**Tarea del ejercicio 1:**
Reproduce del pasaje, sin cambiar nada, el fragmento que comienza en "A propósito de" y termina en "de la caverna.".
**Tarea del ejercicio 2:**
Según el pasaje, ¿cuál es la novela más reciente de Marcos Giralt Torrente?
**Tarea del ejercicio 3:**
Enumera las cosas que, según el pasaje, nadie se detiene lo suficiente a considerar sobre lo que producen los ingenieros.

== Pasaje proporcionado ==

A propósito de esto el escritor español Marcos Giralt Torrente (su novela más reciente es “Mudar de piel”), previene sobre “los ingenieros que diseñan las aplicaciones tecnológicas, jóvenes inmaduros en su mayoría, narcisistas con difusos valores y nula formación humanística, que son exprimidos hasta vaciar su mente de todo aquello que no les sirva en su feroz lucha por dar con la idea que produzca millones. Y los campos en los que intervienen son amplios: desde los lúdicos y de socialización solo en apariencia inocuos hasta la seguridad y la ingeniería genética. Nadie se para lo suficiente a considerar si lo que producen está bien diseñado, contiene puertas traseras o es éticamente aceptable, pues quienes deciden quieren sacarlo al mercado sin demora para adelantarse a la competencia”. Es urgente, pues, dejar de mirar el fondo de la caverna.

1 comentario:

  1. Querido Sinay, usted siempre me hace pensar! La Alegoría de la Caverna me acompañó desde mi formación secundaria en relato de mi profe de filosofía, Platón mi querido amigo, sigue iliuminando nuestro camino como en esos tiempos. Tener en cuenta su vigencia resulta abrumador, pero necesario, sobre todo pensando hacia donde va el mundo del trabajo y sus consecuencias sociales, mucho más en el aula a la hora de generar espacios para la reflexión y crecimiento. Como siempre, sin desperdicio!

===
== Información proporcionada ==

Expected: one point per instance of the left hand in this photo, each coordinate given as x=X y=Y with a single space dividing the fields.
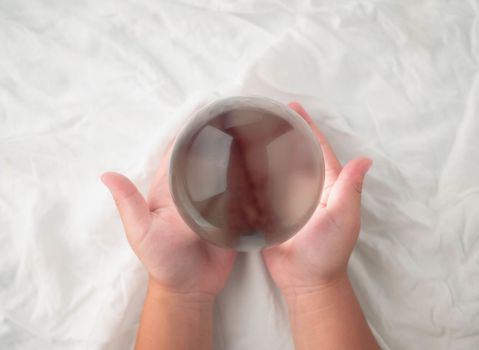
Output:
x=176 y=258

===

**Solución 1:**
A propósito de esto el escritor español Marcos Giralt Torrente (su novela más reciente es “Mudar de piel”), previene sobre “los ingenieros que diseñan las aplicaciones tecnológicas, jóvenes inmaduros en su mayoría, narcisistas con difusos valores y nula formación humanística, que son exprimidos hasta vaciar su mente de todo aquello que no les sirva en su feroz lucha por dar con la idea que produzca millones. Y los campos en los que intervienen son amplios: desde los lúdicos y de socialización solo en apariencia inocuos hasta la seguridad y la ingeniería genética. Nadie se para lo suficiente a considerar si lo que producen está bien diseñado, contiene puertas traseras o es éticamente aceptable, pues quienes deciden quieren sacarlo al mercado sin demora para adelantarse a la competencia”. Es urgente, pues, dejar de mirar el fondo de la caverna.

**Solución 2:**
Su novela más reciente es "Mudar de piel".

**Solución 3:**
- Si está bien diseñado
- Si contiene puertas traseras
- Si es éticamente aceptable